◆ Passage shown
▬▬▬▬▬▬
Pickers and Throwers

Are you a ‘picker’?  Are you a ‘thrower’?  Curious minds (mine) want to know!

The knitting method and the knitter’s preference determine how a knitter holds the yarn and needles. I’ve watched ‘pickers’ knit and I’ve watched ‘throwers’ knit and both methods provide good control over the yarn with an even flow of working yarn and consistent gauge.

The American/English style knitters, affectionately called ‘throwers’ hold the working yarn in their right hand and ‘throw’ it around the working needle. The Continental/German style knitters, affectionately called ‘pickers’ hold the working yarn threaded around the left hand. They are called ‘pickers’ because they pick that yarn through the first stitch on the resting needle.

Some say the ‘pickers’ are much faster knitters because there is less movement. I have timed myself knitting both ways and don’t see a noticeable difference in speed. I do wonder if the ‘pickers’ have fewer knitting injuries because the repetition has a smaller range of motion.
▬▬▬▬▬▬
◆ Excerpted records

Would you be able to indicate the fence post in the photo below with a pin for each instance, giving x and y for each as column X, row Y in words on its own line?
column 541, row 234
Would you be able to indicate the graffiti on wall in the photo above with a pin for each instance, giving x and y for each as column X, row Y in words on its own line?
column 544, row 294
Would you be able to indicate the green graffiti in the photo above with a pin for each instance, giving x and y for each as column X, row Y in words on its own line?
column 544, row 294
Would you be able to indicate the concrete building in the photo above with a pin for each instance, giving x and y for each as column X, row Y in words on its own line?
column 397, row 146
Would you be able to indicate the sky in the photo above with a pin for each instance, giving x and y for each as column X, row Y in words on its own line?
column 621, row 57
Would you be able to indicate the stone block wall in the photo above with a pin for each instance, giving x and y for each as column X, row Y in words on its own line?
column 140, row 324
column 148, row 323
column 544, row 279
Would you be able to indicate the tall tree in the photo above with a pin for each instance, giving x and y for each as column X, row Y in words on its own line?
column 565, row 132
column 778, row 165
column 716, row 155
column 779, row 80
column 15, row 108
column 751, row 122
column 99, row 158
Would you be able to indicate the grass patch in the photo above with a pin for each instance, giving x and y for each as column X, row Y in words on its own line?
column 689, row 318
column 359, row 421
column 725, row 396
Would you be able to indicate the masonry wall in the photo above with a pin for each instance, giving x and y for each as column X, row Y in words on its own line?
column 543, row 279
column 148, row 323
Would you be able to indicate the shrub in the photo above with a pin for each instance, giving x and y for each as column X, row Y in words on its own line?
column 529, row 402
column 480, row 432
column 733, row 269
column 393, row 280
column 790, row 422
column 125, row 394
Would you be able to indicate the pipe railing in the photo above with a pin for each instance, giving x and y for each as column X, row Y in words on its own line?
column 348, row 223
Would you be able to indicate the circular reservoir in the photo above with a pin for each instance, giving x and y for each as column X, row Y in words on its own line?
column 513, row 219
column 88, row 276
▬▬▬▬▬▬
◆ What you will do
a) Answer these about the post on pickers and throwers:
(i) In which hand do throwers hold the working yarn?
(ii) Why are Continental/German style knitters called pickers?
(iii) What did the writer find after timing themselves knitting both ways?
b) Resume the post on pickers and throwers, writing on from its last sentence.

◆ Responses for each task
a)
(i) The right hand.
(ii) Because they pick the yarn through the first stitch on the resting needle.
(iii) No noticeable difference in speed.

b)
There is great beauty in watching a knitter’s hands at work. I enjoyed taking these photographs and seeing, in particular, how each knitter anchored her yarn. Most anchored it around their pinkies. All felt that they had found what worked best for them saying there was no right or wrong way.

I’m curious to see which method is more popular. If you are a knitter, will you please take a moment for the poll telling me which method you use?

9 Comments on “Pickers and Throwers

  1. Loved this post as I’ve never tried “picking” other than when doing Fair Isle projects. A few years back I took a class on a new method for Fair Isle knitting, holding two colors at the same time, one in each hand. “Picking” was involved for that left hand yarn. I don’t see that one is faster than the other.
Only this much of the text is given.